_Passage provided_:
###

In 2014, the Iowa legislature passed the “Medical Cannabidiol Act” which allows licensed neurologists and other health care practitioners to certify patients with intractable epilepsy to use CBD with 3 percent or less THC content. Qualifying patients must obtain a registry card to be eligible to receive legal protection, and patients may designate a caregiver to assist them. The law does not impose a minimum amount of CBD, but also does not extend legal protections to those with products that have more than 3 percent THC.
In 2017, Governor Brandstad enacted HF 524, which expanded legal access to patients with Parkinson’s, cancer, multiple sclerosis, seizures, HIV/AIDS, Crohn’s disease, ALS, most terminal illnesses with life expectancy less than one year and untreatable pain. Adding untreatable pain is a step in the right direction for those affected by the opioid crisis, but the definition of pain remains limited. The law also allows for the production of low-THC cannabis products in the state creating a framework for growing, manufacturing, and distribution companies to submit proposals to the state. Iowa could still vastly improve on developing robust product safety regulations and increasing accessibility to medicine.

###

_Data extracts_:
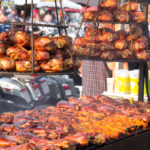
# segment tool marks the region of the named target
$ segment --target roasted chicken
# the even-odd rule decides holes
[[[32,63],[31,61],[22,60],[16,61],[16,71],[18,72],[31,72],[32,71]],[[40,71],[40,66],[37,61],[34,62],[34,72]]]
[[[117,40],[115,41],[115,48],[117,50],[123,50],[128,48],[128,43],[126,40]]]
[[[20,46],[12,46],[6,50],[6,55],[14,60],[28,60],[29,52]]]
[[[14,44],[22,47],[30,44],[30,36],[24,31],[12,32],[9,34],[9,38]]]
[[[145,50],[148,48],[148,40],[145,36],[138,38],[130,44],[133,51]]]
[[[86,11],[84,13],[84,21],[93,21],[94,19],[96,19],[96,11]]]
[[[3,41],[0,41],[0,58],[5,56],[6,49],[7,49],[6,43]]]
[[[32,51],[29,51],[29,58],[32,60]],[[34,59],[37,61],[45,61],[50,59],[50,53],[44,50],[34,50]]]
[[[0,58],[0,68],[4,71],[14,71],[16,63],[12,58],[2,57]]]
[[[53,40],[58,49],[68,48],[69,46],[72,46],[72,38],[69,36],[61,35],[59,37],[54,37]]]
[[[140,60],[146,60],[147,59],[147,53],[146,51],[138,51],[134,53],[136,59]]]
[[[98,21],[113,21],[113,15],[109,10],[102,10],[98,13]]]
[[[115,10],[113,11],[114,20],[118,22],[128,22],[129,14],[126,10]]]
[[[124,3],[121,7],[121,10],[126,10],[126,11],[137,11],[138,10],[138,3],[137,2],[126,2]]]
[[[45,72],[63,71],[63,61],[59,59],[52,59],[48,62],[42,62],[41,69]]]
[[[105,9],[111,9],[113,10],[114,8],[117,7],[117,1],[116,0],[106,0],[102,3],[99,4],[99,8],[105,8]]]
[[[35,40],[34,49],[54,52],[56,50],[56,45],[52,38],[44,36]]]
[[[131,20],[132,20],[133,22],[141,23],[141,22],[145,22],[145,21],[146,21],[146,17],[145,17],[145,15],[144,15],[144,13],[141,12],[141,11],[132,12],[132,13],[131,13]]]

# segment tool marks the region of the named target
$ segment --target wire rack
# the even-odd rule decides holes
[[[61,29],[64,29],[65,31],[65,35],[68,35],[67,33],[67,28],[68,26],[66,25],[65,23],[65,18],[64,18],[64,11],[63,11],[63,7],[62,7],[62,0],[54,0],[55,1],[55,10],[56,10],[56,24],[55,25],[51,25],[51,24],[41,24],[41,23],[34,23],[33,22],[33,15],[31,15],[31,22],[30,23],[27,23],[26,22],[26,17],[27,17],[27,0],[25,0],[25,5],[24,5],[24,12],[25,12],[25,16],[24,16],[24,21],[23,22],[12,22],[12,21],[6,21],[6,22],[2,22],[0,21],[0,24],[11,24],[11,25],[15,25],[15,26],[23,26],[25,28],[25,26],[30,26],[31,27],[31,50],[32,50],[32,70],[30,72],[17,72],[17,71],[0,71],[0,74],[9,74],[9,75],[14,75],[14,74],[27,74],[27,75],[33,75],[33,74],[37,74],[37,75],[62,75],[62,74],[73,74],[75,72],[77,72],[76,70],[76,67],[75,67],[75,64],[74,64],[74,60],[73,60],[73,56],[72,56],[72,50],[71,50],[71,45],[69,45],[69,39],[68,39],[68,36],[66,36],[66,41],[69,45],[69,54],[70,54],[70,57],[73,61],[73,69],[72,70],[69,70],[69,71],[61,71],[61,72],[43,72],[43,71],[40,71],[40,72],[35,72],[34,71],[34,39],[33,39],[33,36],[34,36],[34,33],[33,33],[33,27],[39,27],[39,26],[42,26],[42,27],[49,27],[49,28],[57,28],[58,29],[58,32],[59,32],[59,35],[61,35]],[[62,12],[62,22],[63,23],[59,23],[59,13],[58,13],[58,6],[57,6],[57,3],[58,2],[60,3],[60,11]],[[1,6],[1,2],[2,0],[0,0],[0,6]],[[34,10],[34,4],[33,4],[33,0],[31,0],[31,4],[30,4],[30,7],[31,7],[31,14],[33,14],[33,10]]]
[[[87,11],[87,8],[88,8],[88,5],[89,5],[89,1],[90,0],[87,0],[85,12]],[[103,1],[104,0],[99,0],[98,4],[102,3]],[[117,1],[119,2],[119,0],[117,0]],[[147,62],[147,61],[150,61],[149,58],[147,58],[146,60],[141,60],[141,59],[136,59],[134,57],[134,51],[132,49],[132,47],[133,47],[133,39],[132,39],[133,31],[131,29],[132,24],[140,25],[141,26],[144,35],[148,39],[148,49],[149,49],[150,48],[150,45],[149,45],[150,37],[149,37],[149,30],[148,30],[148,4],[149,4],[149,0],[136,0],[136,2],[140,3],[141,8],[142,8],[142,10],[144,10],[144,14],[145,14],[145,17],[146,17],[146,21],[145,22],[141,22],[141,23],[134,22],[134,21],[131,20],[131,2],[132,1],[134,1],[134,0],[128,0],[128,2],[129,2],[129,18],[130,18],[128,22],[98,21],[98,12],[101,11],[101,10],[99,10],[99,11],[96,12],[96,15],[95,15],[96,19],[93,19],[93,21],[85,21],[84,17],[83,17],[82,22],[81,22],[80,27],[79,27],[79,30],[77,32],[75,40],[77,39],[77,37],[78,37],[78,35],[80,33],[80,30],[81,30],[81,27],[83,26],[84,23],[90,23],[90,24],[92,24],[93,31],[91,32],[91,42],[90,42],[91,44],[90,44],[89,48],[87,48],[87,49],[89,49],[88,54],[87,55],[79,54],[78,55],[79,59],[81,59],[81,60],[84,60],[84,59],[85,60],[95,60],[95,61],[117,61],[117,62]],[[130,48],[130,50],[132,52],[131,59],[114,58],[114,59],[109,60],[109,59],[102,59],[102,58],[96,57],[96,56],[95,57],[91,56],[92,50],[94,51],[96,49],[96,47],[94,48],[92,46],[92,43],[94,41],[94,30],[95,30],[95,28],[99,28],[100,24],[121,24],[121,25],[128,24],[129,25],[129,34],[131,36],[131,40],[130,40],[131,48]],[[75,44],[75,40],[74,40],[74,44]]]

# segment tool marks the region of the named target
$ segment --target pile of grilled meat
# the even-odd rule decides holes
[[[1,150],[60,150],[74,144],[101,145],[128,129],[146,128],[148,103],[114,100],[106,96],[71,97],[56,107],[0,115]]]
[[[148,39],[143,35],[141,27],[132,25],[131,32],[113,31],[109,28],[87,27],[85,36],[77,38],[73,46],[78,55],[101,58],[104,60],[149,58]],[[93,36],[93,40],[92,40]],[[132,39],[132,42],[131,42]],[[90,51],[91,48],[91,51]]]
[[[32,54],[34,71],[61,72],[72,70],[73,59],[69,51],[72,38],[33,36],[34,52],[31,51],[31,35],[24,31],[0,34],[0,68],[3,71],[30,72]],[[74,58],[75,59],[75,58]]]
[[[84,13],[84,21],[99,22],[145,22],[145,15],[139,11],[137,2],[118,6],[116,0],[106,0],[98,4],[97,10]],[[131,16],[129,15],[131,14]],[[80,56],[91,56],[102,60],[149,58],[148,39],[140,25],[131,25],[128,31],[113,31],[109,28],[87,27],[85,36],[77,38],[75,52]],[[89,52],[90,51],[90,52]]]
[[[145,14],[139,9],[137,2],[131,1],[130,4],[127,2],[118,6],[117,0],[106,0],[98,5],[98,10],[84,13],[84,21],[129,22],[130,20],[137,23],[146,21]]]

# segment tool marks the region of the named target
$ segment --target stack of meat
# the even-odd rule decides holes
[[[86,11],[84,13],[84,21],[100,21],[100,22],[132,22],[142,23],[146,21],[145,15],[139,11],[137,2],[129,2],[122,6],[117,5],[117,0],[106,0],[98,5],[98,11]],[[131,18],[129,15],[131,12]]]
[[[56,107],[0,115],[1,150],[60,150],[79,143],[103,144],[150,122],[150,106],[128,100],[82,96]]]
[[[39,37],[34,35],[34,52],[31,51],[31,35],[24,31],[0,34],[0,68],[4,71],[30,72],[32,54],[34,71],[61,72],[72,70],[73,61],[69,51],[72,39],[68,36]]]
[[[87,27],[85,36],[77,38],[73,49],[80,56],[104,60],[149,58],[148,40],[139,26],[132,25],[131,32],[113,31],[109,28]],[[133,52],[133,53],[132,53]]]

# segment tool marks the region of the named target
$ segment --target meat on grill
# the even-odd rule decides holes
[[[128,22],[129,14],[126,10],[115,10],[113,11],[114,20],[118,22]]]
[[[40,66],[35,61],[34,62],[34,72],[38,72],[39,70],[40,70]],[[16,61],[16,71],[18,71],[18,72],[31,72],[32,71],[31,61],[27,61],[27,60]]]
[[[20,46],[12,46],[6,50],[6,55],[14,60],[29,59],[28,50]]]
[[[0,68],[4,71],[14,71],[16,68],[15,61],[9,57],[0,58]]]

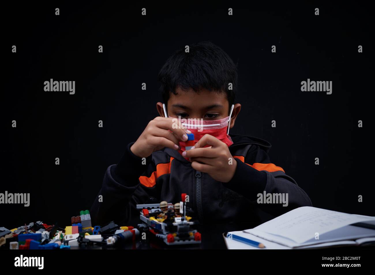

###

_Your task_:
Answer these from the passage on Iowa's medical cannabis laws:
(a) What THC content did the 2014 "Medical Cannabidiol Act" allow for CBD?
(b) What must qualifying patients obtain to be eligible for legal protection?
(c) In what year was HF 524 enacted, and by whom?
The records have no connection to the text.

_Solution for this problem_:
(a) 3 percent or less THC.
(b) A registry card.
(c) In 2017, by Governor Brandstad.